Exercise requirements:
Extract every line of the records that contains the word "streak".
-- Start of Material provided --
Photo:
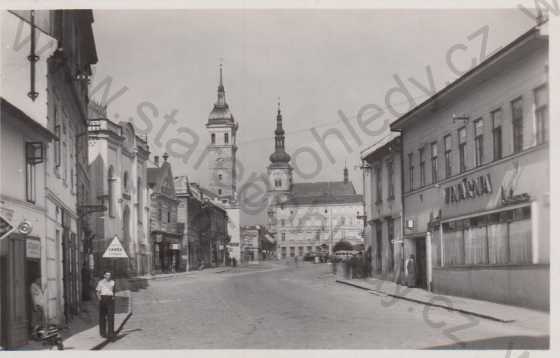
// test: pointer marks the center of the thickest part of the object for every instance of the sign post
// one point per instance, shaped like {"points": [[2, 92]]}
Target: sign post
{"points": [[115, 250]]}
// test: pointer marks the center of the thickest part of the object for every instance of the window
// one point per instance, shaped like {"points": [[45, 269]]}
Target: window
{"points": [[390, 177], [390, 243], [30, 179], [497, 133], [410, 171], [447, 148], [434, 162], [140, 199], [478, 142], [110, 192], [125, 181], [378, 187], [541, 114], [517, 123], [462, 134], [422, 167]]}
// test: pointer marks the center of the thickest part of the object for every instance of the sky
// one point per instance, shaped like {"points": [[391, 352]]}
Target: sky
{"points": [[345, 74]]}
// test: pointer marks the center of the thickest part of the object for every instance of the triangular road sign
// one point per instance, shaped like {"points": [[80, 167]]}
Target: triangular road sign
{"points": [[115, 250], [5, 228]]}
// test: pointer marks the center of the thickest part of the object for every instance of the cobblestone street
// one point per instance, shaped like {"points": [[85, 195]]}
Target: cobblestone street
{"points": [[278, 306]]}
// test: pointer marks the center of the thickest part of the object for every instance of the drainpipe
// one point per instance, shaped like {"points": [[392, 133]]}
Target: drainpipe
{"points": [[401, 150]]}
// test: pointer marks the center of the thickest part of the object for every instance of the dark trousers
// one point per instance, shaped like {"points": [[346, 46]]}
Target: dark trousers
{"points": [[107, 316]]}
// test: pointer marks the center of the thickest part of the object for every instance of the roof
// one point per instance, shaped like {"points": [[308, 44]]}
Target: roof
{"points": [[338, 192], [26, 120], [486, 64]]}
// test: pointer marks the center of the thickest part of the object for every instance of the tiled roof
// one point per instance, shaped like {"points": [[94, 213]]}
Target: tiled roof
{"points": [[323, 193]]}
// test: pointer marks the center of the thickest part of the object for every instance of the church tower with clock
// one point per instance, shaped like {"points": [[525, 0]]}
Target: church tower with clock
{"points": [[222, 150]]}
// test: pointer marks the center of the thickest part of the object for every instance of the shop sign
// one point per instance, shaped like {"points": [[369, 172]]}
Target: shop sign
{"points": [[468, 189], [32, 249]]}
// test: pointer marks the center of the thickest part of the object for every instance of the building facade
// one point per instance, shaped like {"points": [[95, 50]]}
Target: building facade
{"points": [[165, 234], [205, 221], [309, 217], [118, 170], [50, 88], [478, 210], [382, 197], [221, 156]]}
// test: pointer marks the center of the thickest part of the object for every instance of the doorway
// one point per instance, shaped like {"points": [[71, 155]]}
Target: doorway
{"points": [[421, 277]]}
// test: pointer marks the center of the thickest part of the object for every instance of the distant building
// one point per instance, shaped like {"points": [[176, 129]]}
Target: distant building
{"points": [[308, 217], [205, 222], [118, 170], [221, 157], [382, 197], [165, 234], [477, 216]]}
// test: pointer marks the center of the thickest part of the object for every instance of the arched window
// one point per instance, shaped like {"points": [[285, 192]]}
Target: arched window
{"points": [[125, 181], [110, 192], [140, 199]]}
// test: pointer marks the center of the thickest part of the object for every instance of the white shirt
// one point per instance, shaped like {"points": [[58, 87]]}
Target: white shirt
{"points": [[106, 288]]}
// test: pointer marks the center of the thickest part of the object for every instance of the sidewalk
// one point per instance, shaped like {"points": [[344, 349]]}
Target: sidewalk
{"points": [[82, 333], [483, 309]]}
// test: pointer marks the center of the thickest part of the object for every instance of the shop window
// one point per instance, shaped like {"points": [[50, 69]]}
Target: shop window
{"points": [[447, 148], [541, 114], [497, 133], [422, 167], [517, 123], [462, 134], [478, 142]]}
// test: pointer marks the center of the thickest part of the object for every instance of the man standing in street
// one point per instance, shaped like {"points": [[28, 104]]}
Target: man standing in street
{"points": [[106, 296]]}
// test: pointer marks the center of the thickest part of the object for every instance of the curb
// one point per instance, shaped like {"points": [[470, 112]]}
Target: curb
{"points": [[428, 303]]}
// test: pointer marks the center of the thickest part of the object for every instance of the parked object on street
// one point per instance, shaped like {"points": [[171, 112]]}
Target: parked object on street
{"points": [[49, 336]]}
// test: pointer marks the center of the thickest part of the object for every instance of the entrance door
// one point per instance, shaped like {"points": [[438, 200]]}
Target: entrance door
{"points": [[421, 263]]}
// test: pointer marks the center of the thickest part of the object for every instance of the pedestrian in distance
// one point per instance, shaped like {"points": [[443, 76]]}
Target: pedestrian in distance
{"points": [[410, 266], [38, 302], [106, 296]]}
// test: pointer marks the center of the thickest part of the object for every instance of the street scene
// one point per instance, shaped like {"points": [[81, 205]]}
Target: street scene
{"points": [[275, 179]]}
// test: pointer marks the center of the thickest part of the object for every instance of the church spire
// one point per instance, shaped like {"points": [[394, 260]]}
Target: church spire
{"points": [[221, 91]]}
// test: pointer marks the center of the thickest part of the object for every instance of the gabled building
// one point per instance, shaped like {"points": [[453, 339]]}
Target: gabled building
{"points": [[118, 170], [382, 196], [165, 236], [477, 217], [309, 217]]}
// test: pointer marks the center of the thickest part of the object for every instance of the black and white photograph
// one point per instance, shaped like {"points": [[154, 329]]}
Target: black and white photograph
{"points": [[300, 176]]}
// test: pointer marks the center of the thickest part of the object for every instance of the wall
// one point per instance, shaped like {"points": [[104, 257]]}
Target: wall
{"points": [[525, 286]]}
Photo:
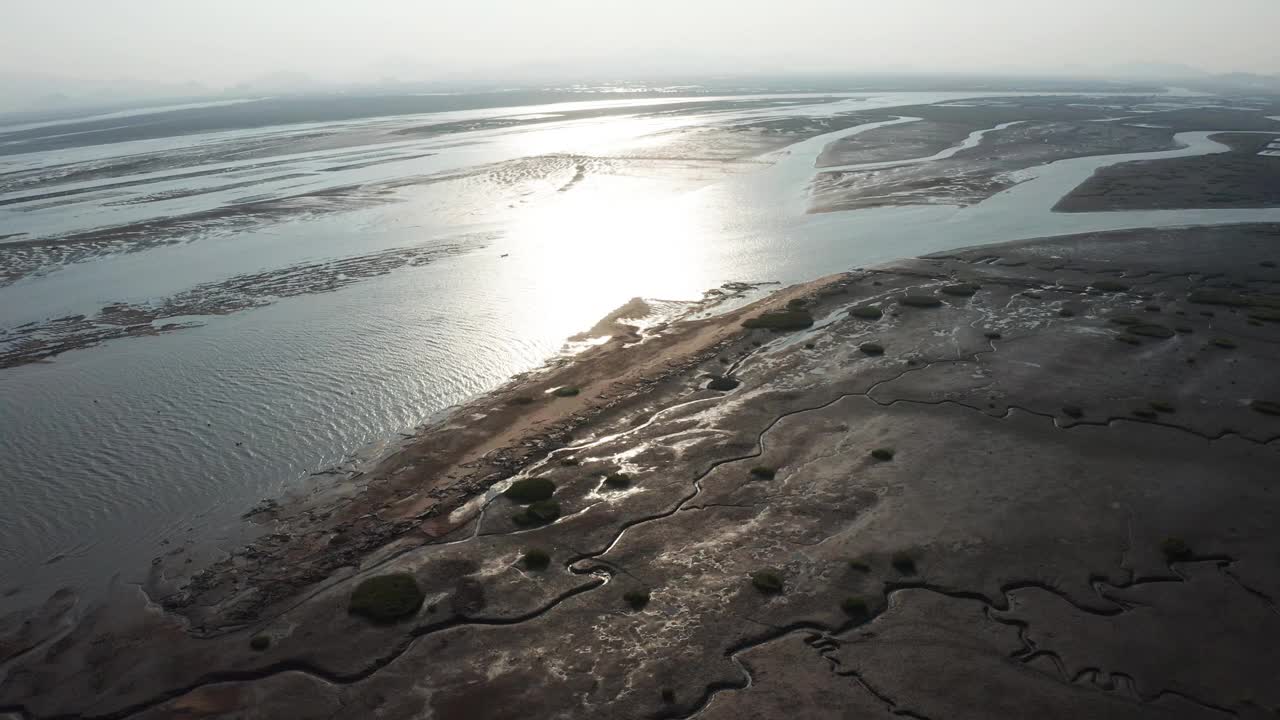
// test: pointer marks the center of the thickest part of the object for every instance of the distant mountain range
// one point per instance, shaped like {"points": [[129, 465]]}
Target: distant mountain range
{"points": [[1180, 73]]}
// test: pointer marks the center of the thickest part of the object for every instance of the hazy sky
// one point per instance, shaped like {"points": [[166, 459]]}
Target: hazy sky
{"points": [[220, 42]]}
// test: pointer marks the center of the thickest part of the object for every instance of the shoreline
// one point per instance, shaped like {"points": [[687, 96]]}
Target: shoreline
{"points": [[1018, 409], [417, 492]]}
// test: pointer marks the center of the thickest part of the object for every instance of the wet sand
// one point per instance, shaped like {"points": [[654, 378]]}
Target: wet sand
{"points": [[1069, 506]]}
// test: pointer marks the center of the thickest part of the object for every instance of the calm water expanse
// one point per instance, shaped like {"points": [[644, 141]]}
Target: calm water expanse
{"points": [[353, 267]]}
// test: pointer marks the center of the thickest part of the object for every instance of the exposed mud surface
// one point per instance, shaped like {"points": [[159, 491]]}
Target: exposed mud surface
{"points": [[894, 165], [1240, 178], [1008, 513], [49, 338]]}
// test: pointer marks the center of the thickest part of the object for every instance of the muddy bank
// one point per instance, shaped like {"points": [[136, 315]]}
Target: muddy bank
{"points": [[1040, 469], [1240, 178], [42, 341]]}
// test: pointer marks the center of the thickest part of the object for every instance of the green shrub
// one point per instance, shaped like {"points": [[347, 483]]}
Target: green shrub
{"points": [[530, 490], [387, 598], [536, 559], [768, 582], [763, 473]]}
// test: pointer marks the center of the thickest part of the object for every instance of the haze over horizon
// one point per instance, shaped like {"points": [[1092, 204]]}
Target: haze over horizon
{"points": [[87, 48]]}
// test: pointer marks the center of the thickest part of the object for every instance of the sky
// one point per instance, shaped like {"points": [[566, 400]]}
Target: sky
{"points": [[224, 42]]}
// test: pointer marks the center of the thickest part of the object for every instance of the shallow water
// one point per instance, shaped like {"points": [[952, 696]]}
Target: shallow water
{"points": [[106, 452]]}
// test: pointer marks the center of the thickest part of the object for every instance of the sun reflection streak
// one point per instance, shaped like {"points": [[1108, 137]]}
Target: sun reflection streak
{"points": [[609, 240]]}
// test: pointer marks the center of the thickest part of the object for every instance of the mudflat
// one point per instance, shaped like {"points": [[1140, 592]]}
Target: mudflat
{"points": [[1034, 479]]}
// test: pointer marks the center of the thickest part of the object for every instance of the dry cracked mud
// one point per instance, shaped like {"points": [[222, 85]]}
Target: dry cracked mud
{"points": [[1059, 524]]}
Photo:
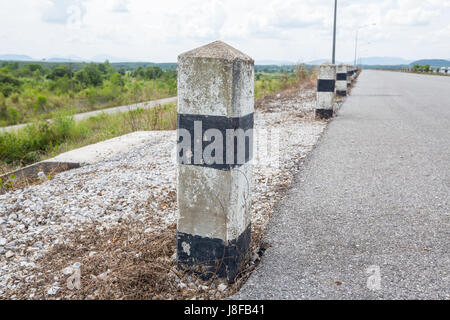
-- End of Material provided --
Solved exercise:
// test: pointer marks the center of the thickest part of the object for every instance of the sun reflection streak
Target: sun reflection streak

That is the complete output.